> **Reading passage**
* * *

MD 264 begins at the intersection of Ballard Rogers Road and Oyster House Road in Broomes Island. Ballard Rogers Road continues south to the end of the peninsula between Island Creek and the Patuxent River that contains the village of Broomes Island, a former oyster canning center. MD 264 heads north as a two-lane undivided road out of the village through a mix of farmland and forest toward the community of Island Creek, where the highway intersects Parkers Wharf Road and Williams Wharf Road. In the village of Mutual, the state highway intersects the northern terminus of MD 265 (Mackall Road) and Laveille Road, which leads west to the historic home La Veille. North of Mutual, MD 264 passes west of Christ Church, which with a founded date of 1672 is the oldest church in Calvert County. The state highway passes a spur of old alignment, Yoes Corner Road (unsigned MD 264A), and reaches its northern terminus at a directional crossover intersection with MD 2/MD 4 (Solomons Island Road) in Port Republic. There is no direct access between MD 264 and MD 765 (St. Leonard Road), which meets the northbound direction of MD 2/MD 4 at an adjacent right-in/right-out intersection.

==History==
MD 264 was constructed as a gravel road around 1923. The state highway followed the alignment of Yoes Corner Road to MD 2/MD 4 until the northern end was moved opposite the northern terminus of the St. Leonard - Port Republic segment of MD 765 around 1985. MD 264's northern terminus was changed from a standard intersection to a directional crossover intersection in 2006.

* * *

> **Input for this task**

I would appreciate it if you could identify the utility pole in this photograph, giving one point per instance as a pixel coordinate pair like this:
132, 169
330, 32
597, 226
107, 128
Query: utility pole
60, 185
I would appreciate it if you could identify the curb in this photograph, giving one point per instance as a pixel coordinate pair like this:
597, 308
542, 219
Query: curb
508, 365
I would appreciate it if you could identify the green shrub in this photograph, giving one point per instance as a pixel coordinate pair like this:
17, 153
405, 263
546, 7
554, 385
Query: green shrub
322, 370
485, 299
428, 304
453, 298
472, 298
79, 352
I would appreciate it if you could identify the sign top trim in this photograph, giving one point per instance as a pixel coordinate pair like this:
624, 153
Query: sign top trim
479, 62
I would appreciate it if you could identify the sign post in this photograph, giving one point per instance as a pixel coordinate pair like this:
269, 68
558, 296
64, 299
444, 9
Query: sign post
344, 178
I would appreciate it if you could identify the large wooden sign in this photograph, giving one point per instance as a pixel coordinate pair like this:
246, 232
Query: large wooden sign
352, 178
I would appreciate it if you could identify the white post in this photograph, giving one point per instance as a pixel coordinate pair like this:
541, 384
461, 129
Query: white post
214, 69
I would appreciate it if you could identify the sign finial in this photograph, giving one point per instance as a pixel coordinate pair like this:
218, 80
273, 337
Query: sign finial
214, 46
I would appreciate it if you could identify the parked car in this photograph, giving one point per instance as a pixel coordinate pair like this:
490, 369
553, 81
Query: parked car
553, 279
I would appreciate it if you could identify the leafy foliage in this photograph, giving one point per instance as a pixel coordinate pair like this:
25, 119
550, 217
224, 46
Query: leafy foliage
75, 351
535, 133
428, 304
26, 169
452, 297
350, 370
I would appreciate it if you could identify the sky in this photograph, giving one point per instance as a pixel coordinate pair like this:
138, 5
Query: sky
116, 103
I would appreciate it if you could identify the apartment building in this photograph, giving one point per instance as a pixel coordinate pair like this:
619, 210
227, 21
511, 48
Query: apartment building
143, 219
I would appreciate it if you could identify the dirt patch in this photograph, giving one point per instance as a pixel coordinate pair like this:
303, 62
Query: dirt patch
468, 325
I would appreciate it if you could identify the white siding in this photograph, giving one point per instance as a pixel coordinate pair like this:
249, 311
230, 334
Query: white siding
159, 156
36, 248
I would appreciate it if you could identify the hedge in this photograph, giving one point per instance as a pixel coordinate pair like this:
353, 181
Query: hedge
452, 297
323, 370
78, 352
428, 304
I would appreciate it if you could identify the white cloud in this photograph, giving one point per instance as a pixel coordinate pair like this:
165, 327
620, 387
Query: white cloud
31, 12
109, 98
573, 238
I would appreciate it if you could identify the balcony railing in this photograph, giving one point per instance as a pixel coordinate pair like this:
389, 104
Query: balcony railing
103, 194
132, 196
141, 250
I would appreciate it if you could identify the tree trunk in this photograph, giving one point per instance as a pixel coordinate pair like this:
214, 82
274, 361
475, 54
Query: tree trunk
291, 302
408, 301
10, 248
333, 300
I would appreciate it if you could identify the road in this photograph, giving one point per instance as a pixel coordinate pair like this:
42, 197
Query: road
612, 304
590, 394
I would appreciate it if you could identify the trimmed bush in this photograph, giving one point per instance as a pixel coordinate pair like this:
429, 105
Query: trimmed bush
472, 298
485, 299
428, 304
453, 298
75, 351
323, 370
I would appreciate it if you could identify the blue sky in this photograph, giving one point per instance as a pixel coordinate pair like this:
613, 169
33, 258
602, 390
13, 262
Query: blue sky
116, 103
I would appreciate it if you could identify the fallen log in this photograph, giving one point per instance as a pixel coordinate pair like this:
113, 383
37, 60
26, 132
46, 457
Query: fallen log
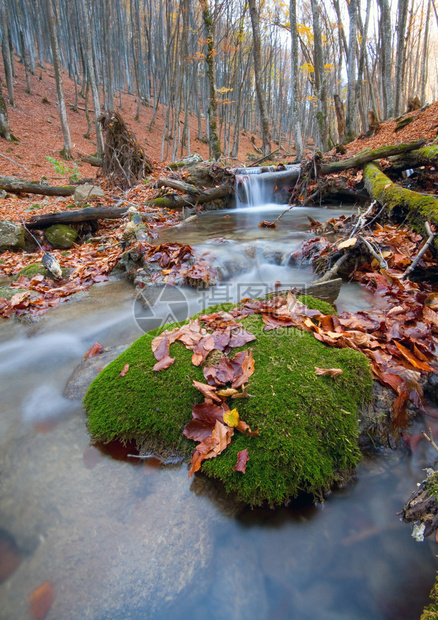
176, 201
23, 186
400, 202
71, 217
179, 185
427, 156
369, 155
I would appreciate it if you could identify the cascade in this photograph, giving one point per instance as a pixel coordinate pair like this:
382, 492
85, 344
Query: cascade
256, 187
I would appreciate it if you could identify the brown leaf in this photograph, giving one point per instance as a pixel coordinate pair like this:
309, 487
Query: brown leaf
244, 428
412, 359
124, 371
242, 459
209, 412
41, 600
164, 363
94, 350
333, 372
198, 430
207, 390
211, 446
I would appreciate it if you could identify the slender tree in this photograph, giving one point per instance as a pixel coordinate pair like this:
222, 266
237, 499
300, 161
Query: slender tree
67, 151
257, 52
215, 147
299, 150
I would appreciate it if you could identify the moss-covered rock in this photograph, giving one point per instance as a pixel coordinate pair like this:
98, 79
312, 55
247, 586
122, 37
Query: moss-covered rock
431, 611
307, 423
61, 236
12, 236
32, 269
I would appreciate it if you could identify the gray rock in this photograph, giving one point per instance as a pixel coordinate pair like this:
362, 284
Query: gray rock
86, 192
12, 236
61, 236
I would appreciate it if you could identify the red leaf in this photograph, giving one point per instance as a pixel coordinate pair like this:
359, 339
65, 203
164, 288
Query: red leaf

* * *

> **Exercise requirements**
• A. For each statement, say whether it agrees with the MD 264 passage. Answer yes or no and quote the words from the passage that settle it.
(i) MD 264 was first built as a gravel road around 1923.
(ii) MD 264 passes east of Christ Church.
(iii) Drivers can go straight from MD 264 onto MD 765.
• B. Pull out each line of the listing that contains the string "trimmed".
The MD 264 passage and the listing come from unrelated sources.

> **Results in order**
• A.
(i) Yes: "MD 264 was constructed as a gravel road around 1923."
(ii) No: "MD 264 passes west of Christ Church"
(iii) No: "There is no direct access between MD 264 and MD 765 (St. Leonard Road)"

• B.
I would appreciate it if you could identify the trimmed bush in this photograph, giving one point per instance as a pixel coordinate pair like this:
Query: trimmed bush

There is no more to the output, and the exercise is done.